(What needs to be done) The reply is to be an exact repetition of the entries that follow, with each picture left out.

Given data START

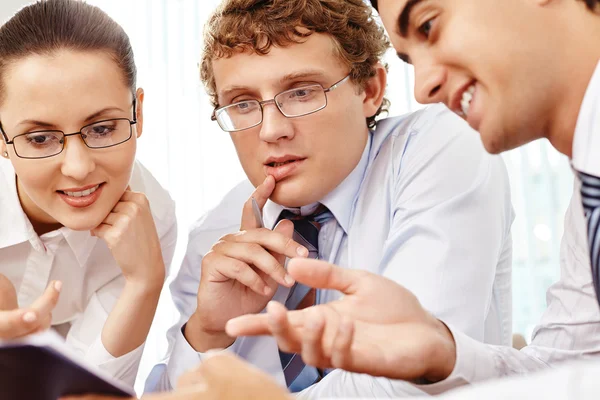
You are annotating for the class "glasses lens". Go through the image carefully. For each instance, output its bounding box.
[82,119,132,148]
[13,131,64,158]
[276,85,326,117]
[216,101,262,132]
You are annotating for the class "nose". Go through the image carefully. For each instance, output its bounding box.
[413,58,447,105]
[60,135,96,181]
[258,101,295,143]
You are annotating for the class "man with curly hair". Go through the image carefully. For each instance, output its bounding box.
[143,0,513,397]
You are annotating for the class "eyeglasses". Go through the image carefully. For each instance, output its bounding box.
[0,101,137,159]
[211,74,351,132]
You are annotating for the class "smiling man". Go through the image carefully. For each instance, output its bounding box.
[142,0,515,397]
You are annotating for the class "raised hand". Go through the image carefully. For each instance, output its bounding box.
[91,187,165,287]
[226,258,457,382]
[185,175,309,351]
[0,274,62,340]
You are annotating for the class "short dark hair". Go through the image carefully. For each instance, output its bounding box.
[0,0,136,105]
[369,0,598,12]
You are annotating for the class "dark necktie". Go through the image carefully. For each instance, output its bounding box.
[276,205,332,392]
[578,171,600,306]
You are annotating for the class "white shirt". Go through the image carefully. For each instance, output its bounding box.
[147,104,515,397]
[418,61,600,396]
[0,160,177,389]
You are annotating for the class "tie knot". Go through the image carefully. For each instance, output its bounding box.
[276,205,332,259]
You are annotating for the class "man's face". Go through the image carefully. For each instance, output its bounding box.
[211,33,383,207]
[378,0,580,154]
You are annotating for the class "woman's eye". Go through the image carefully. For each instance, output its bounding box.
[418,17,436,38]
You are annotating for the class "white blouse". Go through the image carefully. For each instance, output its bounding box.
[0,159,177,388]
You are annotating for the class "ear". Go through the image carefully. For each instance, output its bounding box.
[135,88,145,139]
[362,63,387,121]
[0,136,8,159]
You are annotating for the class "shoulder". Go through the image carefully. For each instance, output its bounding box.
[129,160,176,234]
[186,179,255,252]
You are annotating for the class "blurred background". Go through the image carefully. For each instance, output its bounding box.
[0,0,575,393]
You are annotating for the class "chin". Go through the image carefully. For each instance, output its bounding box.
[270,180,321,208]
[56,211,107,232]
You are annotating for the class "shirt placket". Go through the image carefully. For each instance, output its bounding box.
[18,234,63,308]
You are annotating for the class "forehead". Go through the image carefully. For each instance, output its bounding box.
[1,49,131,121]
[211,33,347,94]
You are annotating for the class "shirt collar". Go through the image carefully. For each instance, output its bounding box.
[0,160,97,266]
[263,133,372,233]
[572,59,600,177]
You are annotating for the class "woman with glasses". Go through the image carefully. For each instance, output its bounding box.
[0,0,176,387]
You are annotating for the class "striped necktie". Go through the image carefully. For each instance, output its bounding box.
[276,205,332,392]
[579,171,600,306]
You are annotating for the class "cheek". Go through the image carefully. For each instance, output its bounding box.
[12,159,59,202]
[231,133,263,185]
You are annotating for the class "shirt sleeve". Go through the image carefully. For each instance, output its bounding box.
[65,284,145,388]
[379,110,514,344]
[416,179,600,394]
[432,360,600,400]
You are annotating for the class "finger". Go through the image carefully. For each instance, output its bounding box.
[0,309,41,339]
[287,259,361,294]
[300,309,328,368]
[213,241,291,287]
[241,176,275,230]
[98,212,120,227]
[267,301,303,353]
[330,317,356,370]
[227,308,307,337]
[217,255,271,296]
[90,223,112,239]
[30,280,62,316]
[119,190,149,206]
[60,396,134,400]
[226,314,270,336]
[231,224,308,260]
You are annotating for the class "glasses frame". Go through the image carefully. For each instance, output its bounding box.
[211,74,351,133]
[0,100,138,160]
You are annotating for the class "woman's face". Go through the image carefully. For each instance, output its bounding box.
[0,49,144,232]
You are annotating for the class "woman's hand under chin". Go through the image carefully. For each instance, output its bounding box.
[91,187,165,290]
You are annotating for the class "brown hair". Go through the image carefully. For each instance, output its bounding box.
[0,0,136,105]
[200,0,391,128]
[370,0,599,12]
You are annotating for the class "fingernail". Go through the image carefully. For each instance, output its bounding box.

Given data END

(Solution)
You are annotating for the class "glasses lens". Go through the image carefully. For each instance, output its bounding box.
[82,119,132,148]
[13,131,64,158]
[276,85,326,117]
[216,101,262,132]
You are annotating for the class "nose". Go through the image carefully. For each instance, output its bounding box.
[413,58,447,105]
[60,135,96,181]
[258,101,295,143]
You are annotating for the class "man with curly hair". Go through the image carefully. For each instance, output its bounding box.
[143,0,513,397]
You are annotating for the class "eyeglasses". Go through the image carefully. For each instance, output its bounding box.
[0,101,137,159]
[211,74,351,132]
You are annotating for the class "smiling man". Go through the image carefully. For each instance, output its bounding box.
[142,0,515,397]
You are annotating for the class "raised hand". Go through the image carefully. For each instance, output its bounding box.
[91,187,165,287]
[226,258,457,382]
[185,175,309,351]
[0,274,62,340]
You are annotating for the class "short dark hair". Go through the image carefully. For each instance, output its bounding box.
[0,0,136,105]
[369,0,598,12]
You are annotating for the class "dark necktie". Go through the image carefully. For each instance, output its bounding box.
[276,205,332,392]
[578,171,600,306]
You are annotating for the class "white shirt". Go through the image carefully. For each instance, output its bounding box.
[147,104,515,397]
[418,61,600,396]
[0,160,177,389]
You are annotating for the class "tie knot". Go through the image carefully. For each instance, output its bounding box.
[276,205,332,259]
You are annotating for the class "man's face". Go through the image carefully. For each instance, output its bounding box.
[211,33,383,207]
[378,0,580,154]
You are annotating for the class "woman's eye". Go through the image carefully. For each instance, output its bounding box.
[418,17,436,38]
You are annotating for the class "white blouse". Go through the image carefully. For each instance, output its bounding box.
[0,159,177,388]
You are annotating for the class "ear". Go through the image carefully. For each instance, output its bounding box.
[135,88,145,139]
[362,63,387,121]
[0,136,8,159]
You are annotating for the class "shoulder". Go through the image carefully. For each instance, output its bounding box.
[129,160,176,234]
[186,179,255,252]
You are annotating for the class "blurred background". Go through the image carefully. For each instance, output its bounding box.
[0,0,575,393]
You are annotating for the class "chin". Go through the image carefully. For each instance, output its bounding box.
[270,180,321,208]
[56,211,107,232]
You are annotating for the class "shirt placket". Go through the image carefully. For each instance, output its bounding box.
[18,234,63,308]
You are annotating for the class "forehead". Go through the image carefully. For each instance, output its bounding box.
[1,49,131,121]
[211,33,347,94]
You are annotating for the class "shirt collar". Go through the image carefully. For each instance, output its bounding box.
[0,160,97,266]
[263,133,372,233]
[572,59,600,177]
You are annotating for the class "woman with glasses". Go through the image carefully. For each instance, output its bounding box.
[0,0,176,387]
You are annotating for the class "striped necktie". Go through the image carefully. For each instance, output its bounding box.
[276,205,332,392]
[579,171,600,306]
You are annotating for the class "cheek". Go through the image carefully. For each instance, output its bounding box.
[12,159,59,202]
[231,133,263,185]
You are annotating for the class "shirt sleeve". Go through the image carefully. For each instance, output its bounding box.
[65,284,145,388]
[379,110,514,344]
[416,179,600,394]
[432,360,600,400]
You are annotating for the class "finger". Go through the image carefully. For each instance, output its bounding box.
[0,309,41,339]
[287,259,361,294]
[300,309,328,368]
[213,241,291,287]
[241,176,275,230]
[98,212,120,227]
[267,301,303,353]
[330,317,356,370]
[227,308,307,337]
[217,255,271,296]
[90,223,112,239]
[30,280,62,316]
[119,190,149,206]
[60,396,134,400]
[226,314,270,336]
[231,224,308,260]
You are annotating for the class "glasses frame". Go through the image carefully. For each instance, output its bounding box.
[211,74,351,133]
[0,100,138,160]
You are annotating for the class "woman's face". Go through the image carefully. For each instance, output its bounding box.
[0,49,144,232]
You are annotating for the class "woman's hand under chin". Go through the image carefully. For each instance, output its bounding box.
[91,187,165,290]
You are annotating for the class "brown hair". Go through the image carefully. For each instance, output its bounding box.
[0,0,136,105]
[200,0,391,128]
[370,0,599,12]
You are annotating for the class "fingernail". Go through the image carefully. For each instance, output its bounding box.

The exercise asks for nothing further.